§ INPUT RECORDS:
- - - -
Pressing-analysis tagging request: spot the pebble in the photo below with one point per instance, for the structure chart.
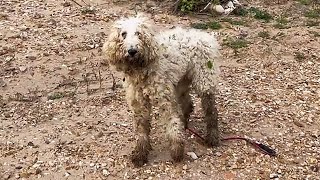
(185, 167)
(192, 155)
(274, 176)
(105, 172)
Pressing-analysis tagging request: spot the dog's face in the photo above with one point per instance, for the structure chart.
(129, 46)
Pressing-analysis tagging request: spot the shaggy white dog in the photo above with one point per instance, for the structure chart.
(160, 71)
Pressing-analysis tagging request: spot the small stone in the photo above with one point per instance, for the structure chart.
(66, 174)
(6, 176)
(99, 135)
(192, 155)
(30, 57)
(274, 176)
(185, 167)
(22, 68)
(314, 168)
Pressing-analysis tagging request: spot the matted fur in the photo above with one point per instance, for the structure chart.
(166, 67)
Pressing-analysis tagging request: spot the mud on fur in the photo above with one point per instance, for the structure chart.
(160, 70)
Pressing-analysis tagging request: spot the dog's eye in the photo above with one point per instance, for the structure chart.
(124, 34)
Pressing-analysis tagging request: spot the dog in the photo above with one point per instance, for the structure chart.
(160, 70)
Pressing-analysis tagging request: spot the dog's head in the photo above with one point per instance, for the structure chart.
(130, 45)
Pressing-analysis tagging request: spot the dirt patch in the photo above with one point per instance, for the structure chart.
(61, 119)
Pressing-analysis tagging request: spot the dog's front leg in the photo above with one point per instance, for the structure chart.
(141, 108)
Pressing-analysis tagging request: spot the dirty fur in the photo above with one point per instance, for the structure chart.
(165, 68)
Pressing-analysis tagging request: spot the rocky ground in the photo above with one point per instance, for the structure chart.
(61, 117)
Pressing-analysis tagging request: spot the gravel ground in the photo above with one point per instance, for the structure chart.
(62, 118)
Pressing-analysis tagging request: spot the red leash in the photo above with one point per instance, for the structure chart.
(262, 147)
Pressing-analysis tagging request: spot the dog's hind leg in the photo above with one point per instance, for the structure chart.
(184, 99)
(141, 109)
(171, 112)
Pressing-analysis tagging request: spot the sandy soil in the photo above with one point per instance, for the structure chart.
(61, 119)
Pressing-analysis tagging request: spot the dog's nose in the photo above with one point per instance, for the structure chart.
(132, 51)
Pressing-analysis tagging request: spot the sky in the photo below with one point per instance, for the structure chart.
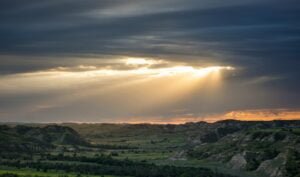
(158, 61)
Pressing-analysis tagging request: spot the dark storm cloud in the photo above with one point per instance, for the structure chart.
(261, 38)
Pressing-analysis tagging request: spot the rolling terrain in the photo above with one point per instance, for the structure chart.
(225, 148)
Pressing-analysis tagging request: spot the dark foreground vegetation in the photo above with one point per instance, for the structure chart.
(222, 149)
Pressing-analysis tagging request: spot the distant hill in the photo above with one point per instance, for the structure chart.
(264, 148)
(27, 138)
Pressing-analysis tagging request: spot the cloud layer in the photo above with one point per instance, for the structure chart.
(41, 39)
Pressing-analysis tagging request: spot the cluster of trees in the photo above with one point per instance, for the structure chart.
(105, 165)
- - - -
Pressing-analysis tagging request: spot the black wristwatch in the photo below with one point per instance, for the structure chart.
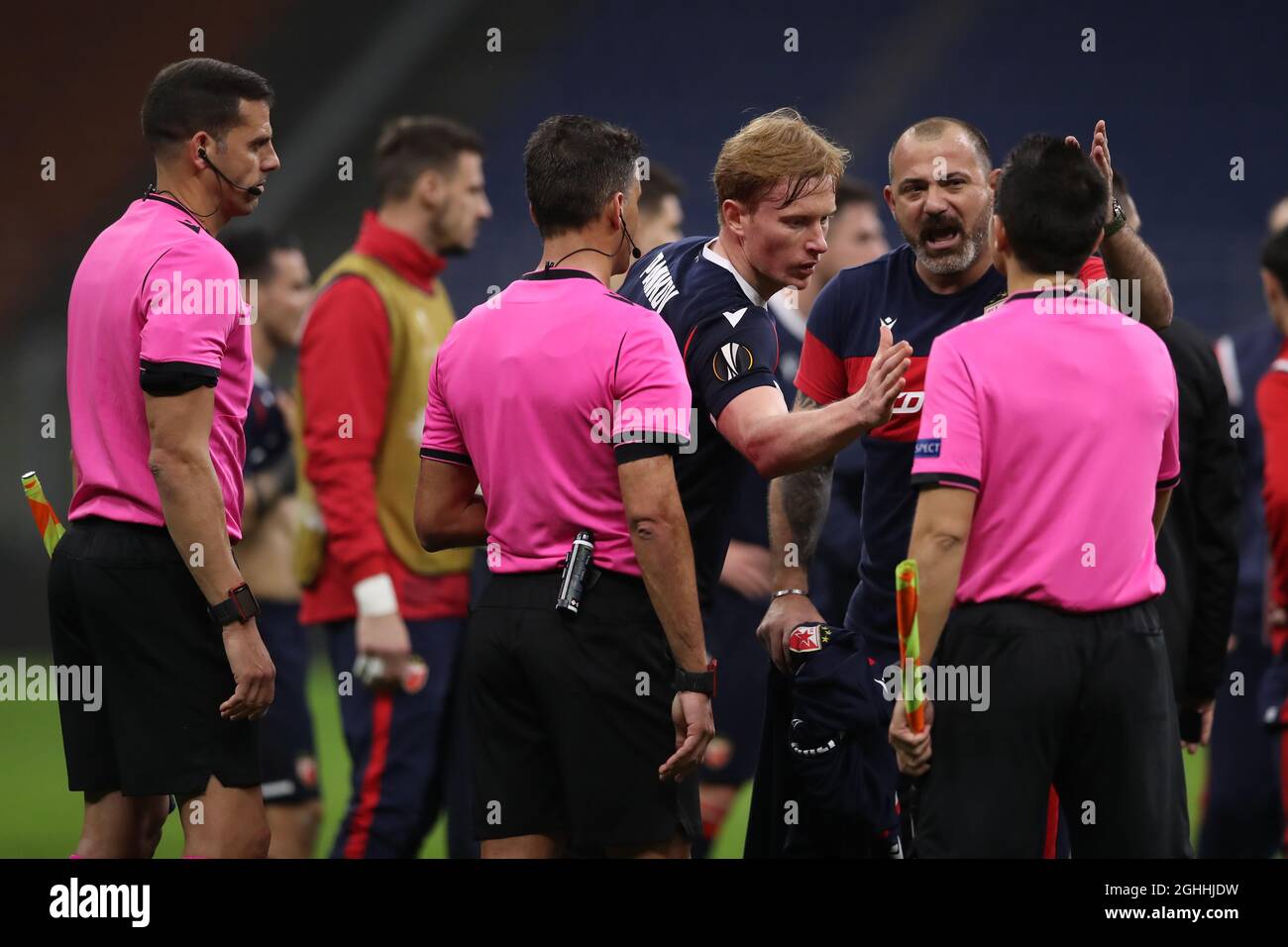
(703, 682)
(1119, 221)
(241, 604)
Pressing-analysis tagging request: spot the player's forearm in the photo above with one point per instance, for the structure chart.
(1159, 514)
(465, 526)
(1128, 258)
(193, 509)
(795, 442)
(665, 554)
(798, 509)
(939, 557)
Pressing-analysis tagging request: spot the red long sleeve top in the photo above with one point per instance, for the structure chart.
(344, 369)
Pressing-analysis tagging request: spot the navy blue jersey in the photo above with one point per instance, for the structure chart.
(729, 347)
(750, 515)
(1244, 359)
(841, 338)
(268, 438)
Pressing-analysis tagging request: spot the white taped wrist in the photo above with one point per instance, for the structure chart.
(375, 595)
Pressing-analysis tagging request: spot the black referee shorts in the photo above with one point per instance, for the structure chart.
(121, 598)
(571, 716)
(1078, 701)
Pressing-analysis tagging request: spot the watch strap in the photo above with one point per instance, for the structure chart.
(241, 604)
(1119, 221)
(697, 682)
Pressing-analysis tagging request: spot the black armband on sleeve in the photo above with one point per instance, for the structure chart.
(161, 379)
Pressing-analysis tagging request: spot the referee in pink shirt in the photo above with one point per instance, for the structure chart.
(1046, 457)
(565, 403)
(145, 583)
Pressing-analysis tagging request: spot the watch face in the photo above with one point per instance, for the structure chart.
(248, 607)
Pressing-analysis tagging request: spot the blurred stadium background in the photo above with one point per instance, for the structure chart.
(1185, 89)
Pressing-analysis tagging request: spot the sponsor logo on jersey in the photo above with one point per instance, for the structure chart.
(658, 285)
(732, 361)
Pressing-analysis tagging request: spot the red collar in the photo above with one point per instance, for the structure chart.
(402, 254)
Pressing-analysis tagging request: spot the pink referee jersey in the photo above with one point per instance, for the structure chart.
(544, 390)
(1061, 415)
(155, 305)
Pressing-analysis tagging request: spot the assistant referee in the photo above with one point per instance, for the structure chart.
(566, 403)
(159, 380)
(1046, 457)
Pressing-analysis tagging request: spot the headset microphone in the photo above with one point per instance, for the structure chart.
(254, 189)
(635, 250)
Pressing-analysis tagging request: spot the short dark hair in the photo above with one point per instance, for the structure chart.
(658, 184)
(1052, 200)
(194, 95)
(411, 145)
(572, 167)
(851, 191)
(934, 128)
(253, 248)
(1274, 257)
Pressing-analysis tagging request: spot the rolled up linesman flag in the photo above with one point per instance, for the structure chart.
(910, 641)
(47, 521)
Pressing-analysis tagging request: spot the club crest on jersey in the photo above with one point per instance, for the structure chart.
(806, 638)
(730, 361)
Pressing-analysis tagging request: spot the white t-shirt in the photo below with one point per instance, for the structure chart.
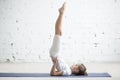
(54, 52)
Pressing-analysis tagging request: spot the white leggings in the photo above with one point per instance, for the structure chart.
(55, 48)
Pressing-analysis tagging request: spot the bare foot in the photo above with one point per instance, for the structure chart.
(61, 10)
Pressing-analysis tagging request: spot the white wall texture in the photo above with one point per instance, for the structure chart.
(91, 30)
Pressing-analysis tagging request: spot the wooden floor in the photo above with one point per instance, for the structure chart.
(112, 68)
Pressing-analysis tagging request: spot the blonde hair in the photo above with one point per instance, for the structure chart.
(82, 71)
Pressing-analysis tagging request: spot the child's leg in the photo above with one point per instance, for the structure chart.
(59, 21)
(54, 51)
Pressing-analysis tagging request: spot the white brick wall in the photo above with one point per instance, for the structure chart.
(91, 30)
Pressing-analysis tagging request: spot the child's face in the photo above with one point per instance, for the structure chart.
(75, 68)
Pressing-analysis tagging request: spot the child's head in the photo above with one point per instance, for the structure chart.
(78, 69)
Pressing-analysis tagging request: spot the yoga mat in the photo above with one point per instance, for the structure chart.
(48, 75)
- - - -
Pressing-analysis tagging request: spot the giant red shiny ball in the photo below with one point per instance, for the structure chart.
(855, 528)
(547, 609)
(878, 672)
- - - -
Which lines above contain the string "shirt"? Pick out and copy each of them.

Pressing-analysis tagging request: spot the referee in pink shirt in the photo above with one point per instance, for the structure chart.
Pressing-analysis tagging request: spot the white t-shirt in the photo below with one point per instance, for the structure chart.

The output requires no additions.